* Exercise instructions
Count how many lines of the records below contain the string "prompts". Reply with the number alone.

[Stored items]
::::
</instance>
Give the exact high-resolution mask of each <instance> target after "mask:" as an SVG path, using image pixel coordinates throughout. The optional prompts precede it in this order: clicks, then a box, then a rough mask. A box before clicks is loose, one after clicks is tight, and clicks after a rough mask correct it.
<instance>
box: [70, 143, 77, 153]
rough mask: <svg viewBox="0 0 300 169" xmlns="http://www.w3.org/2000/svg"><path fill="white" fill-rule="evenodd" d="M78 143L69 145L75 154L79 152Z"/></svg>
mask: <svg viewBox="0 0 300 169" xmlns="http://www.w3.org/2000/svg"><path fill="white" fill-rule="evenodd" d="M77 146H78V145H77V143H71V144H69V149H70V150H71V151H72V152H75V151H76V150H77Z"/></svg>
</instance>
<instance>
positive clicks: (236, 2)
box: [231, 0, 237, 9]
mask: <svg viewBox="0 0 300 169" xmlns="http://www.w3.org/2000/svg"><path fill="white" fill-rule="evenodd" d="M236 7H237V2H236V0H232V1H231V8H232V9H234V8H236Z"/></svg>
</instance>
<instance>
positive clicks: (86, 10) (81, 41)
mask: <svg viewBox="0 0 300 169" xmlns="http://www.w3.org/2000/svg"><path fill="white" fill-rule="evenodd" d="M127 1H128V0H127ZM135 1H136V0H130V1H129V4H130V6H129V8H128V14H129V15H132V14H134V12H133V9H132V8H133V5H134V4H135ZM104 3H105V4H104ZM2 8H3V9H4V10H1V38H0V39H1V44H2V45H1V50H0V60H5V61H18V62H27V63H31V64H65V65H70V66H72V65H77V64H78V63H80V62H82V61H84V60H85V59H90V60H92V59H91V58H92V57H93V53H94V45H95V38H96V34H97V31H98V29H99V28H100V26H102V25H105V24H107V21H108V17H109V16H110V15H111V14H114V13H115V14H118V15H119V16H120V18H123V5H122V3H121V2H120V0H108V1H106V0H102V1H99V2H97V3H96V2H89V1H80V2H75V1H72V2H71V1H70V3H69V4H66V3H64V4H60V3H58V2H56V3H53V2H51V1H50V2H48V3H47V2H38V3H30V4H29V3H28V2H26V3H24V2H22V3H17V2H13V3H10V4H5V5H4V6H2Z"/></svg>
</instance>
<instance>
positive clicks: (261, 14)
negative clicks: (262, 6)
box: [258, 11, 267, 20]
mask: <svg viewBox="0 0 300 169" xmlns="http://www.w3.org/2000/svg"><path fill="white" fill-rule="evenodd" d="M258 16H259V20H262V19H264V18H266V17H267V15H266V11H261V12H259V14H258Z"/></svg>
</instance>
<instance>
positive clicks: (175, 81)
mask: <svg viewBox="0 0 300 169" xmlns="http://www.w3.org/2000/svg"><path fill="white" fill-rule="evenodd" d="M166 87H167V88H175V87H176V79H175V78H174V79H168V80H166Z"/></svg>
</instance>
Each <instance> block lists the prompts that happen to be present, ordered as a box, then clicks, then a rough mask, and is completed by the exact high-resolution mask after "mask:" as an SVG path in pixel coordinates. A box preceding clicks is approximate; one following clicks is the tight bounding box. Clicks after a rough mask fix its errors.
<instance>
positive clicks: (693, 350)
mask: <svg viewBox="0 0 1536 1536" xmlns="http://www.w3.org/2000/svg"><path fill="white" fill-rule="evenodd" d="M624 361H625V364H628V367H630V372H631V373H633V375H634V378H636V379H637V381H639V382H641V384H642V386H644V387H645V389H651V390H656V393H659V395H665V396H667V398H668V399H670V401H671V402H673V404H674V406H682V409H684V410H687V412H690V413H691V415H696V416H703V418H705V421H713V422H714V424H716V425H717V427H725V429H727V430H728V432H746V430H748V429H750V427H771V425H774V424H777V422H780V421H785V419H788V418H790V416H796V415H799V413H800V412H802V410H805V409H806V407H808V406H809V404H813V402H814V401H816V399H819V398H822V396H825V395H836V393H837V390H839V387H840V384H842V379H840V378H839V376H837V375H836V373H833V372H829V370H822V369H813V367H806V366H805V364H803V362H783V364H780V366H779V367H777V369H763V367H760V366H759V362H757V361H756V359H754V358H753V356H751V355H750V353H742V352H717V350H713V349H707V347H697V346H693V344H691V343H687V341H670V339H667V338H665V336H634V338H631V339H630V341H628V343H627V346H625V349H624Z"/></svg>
::::
* Written response
2